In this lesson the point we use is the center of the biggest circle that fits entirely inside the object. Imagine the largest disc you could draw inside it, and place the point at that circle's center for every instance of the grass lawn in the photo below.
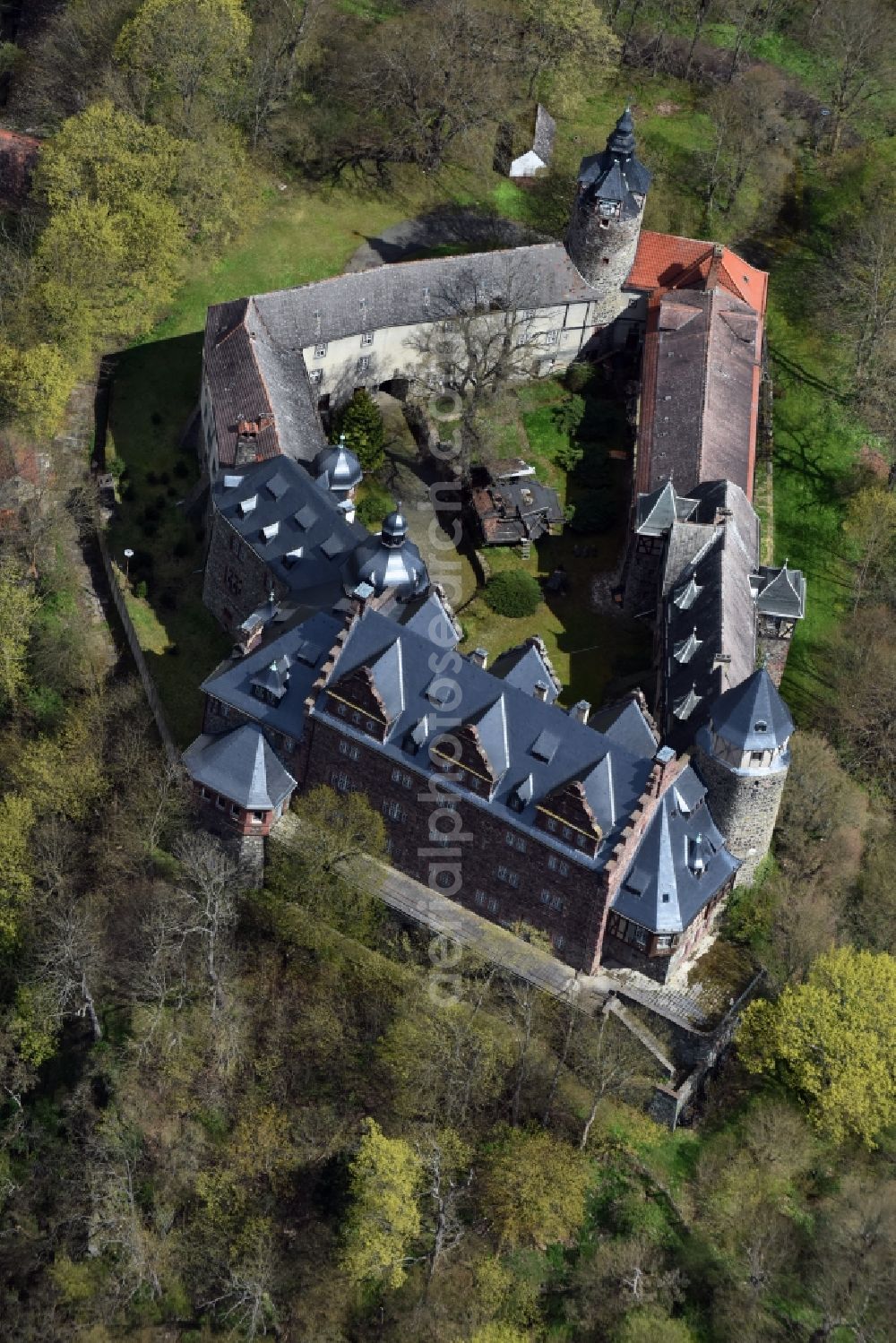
(153, 395)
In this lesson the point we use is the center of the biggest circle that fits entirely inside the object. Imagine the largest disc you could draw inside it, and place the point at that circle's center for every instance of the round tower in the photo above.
(743, 758)
(606, 218)
(387, 560)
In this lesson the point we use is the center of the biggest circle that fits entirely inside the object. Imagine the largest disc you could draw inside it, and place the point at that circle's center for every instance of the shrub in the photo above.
(578, 376)
(592, 512)
(362, 423)
(513, 592)
(374, 505)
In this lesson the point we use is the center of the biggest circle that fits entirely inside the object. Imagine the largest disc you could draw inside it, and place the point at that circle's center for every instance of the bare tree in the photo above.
(857, 43)
(211, 882)
(429, 80)
(482, 336)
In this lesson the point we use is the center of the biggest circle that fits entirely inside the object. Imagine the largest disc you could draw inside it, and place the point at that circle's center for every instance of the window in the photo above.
(233, 581)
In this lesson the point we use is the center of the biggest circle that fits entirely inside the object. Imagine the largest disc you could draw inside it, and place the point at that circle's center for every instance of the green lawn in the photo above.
(153, 396)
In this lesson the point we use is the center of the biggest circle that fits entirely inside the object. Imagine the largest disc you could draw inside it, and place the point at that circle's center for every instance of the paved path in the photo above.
(441, 228)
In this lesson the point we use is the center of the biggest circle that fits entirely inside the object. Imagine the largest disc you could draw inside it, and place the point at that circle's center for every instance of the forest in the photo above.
(281, 1112)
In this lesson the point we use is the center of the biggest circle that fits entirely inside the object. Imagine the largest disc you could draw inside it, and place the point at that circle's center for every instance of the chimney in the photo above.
(715, 266)
(664, 761)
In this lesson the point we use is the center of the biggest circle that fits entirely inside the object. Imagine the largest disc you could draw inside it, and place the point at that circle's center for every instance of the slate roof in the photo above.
(239, 766)
(700, 391)
(616, 174)
(524, 667)
(680, 865)
(780, 591)
(665, 261)
(656, 512)
(304, 646)
(253, 353)
(546, 131)
(626, 724)
(710, 624)
(509, 723)
(753, 716)
(290, 514)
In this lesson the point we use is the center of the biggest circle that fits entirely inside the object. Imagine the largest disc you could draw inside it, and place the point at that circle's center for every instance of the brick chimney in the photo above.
(715, 266)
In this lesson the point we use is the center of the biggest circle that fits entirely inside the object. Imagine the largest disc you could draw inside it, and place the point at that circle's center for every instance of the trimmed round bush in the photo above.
(513, 592)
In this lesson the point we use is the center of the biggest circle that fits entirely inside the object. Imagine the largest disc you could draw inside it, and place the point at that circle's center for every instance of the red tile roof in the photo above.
(665, 263)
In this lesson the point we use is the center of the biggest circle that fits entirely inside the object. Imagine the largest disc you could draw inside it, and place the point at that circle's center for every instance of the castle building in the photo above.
(616, 833)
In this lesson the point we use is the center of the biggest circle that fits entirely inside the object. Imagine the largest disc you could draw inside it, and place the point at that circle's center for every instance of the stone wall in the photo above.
(237, 581)
(573, 909)
(745, 807)
(603, 257)
(772, 645)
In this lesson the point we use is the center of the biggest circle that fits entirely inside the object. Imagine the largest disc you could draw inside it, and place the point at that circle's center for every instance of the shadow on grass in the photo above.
(153, 395)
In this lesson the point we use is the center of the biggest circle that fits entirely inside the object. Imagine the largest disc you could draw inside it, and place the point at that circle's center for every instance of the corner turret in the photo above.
(606, 220)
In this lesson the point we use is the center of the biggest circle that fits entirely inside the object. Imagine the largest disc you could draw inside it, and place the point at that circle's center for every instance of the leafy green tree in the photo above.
(559, 39)
(533, 1189)
(651, 1324)
(16, 822)
(183, 54)
(35, 384)
(513, 592)
(107, 156)
(833, 1039)
(362, 426)
(384, 1218)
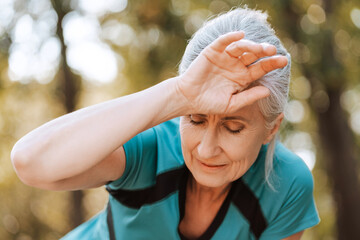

------

__PROBLEM__. Pick out every line in the rows above that contains the string "tree", treating uppercase and lowercase as different, and copy each one.

__OUTPUT OF THE EXERCISE__.
In this lesson the point we use is the center of the biggest circle that fits entirely inside the object. Imagine the largest disc you could draw inside it, and place the point at that circle's center for every instance of the bare tree in the photo above.
In this lesson the point we use is the center of the biggest circle that fits entirely inside the object. Imagine the largest disc you could draw inside it, and place the point at that circle's center for every instance of the leafy green tree in the photo above.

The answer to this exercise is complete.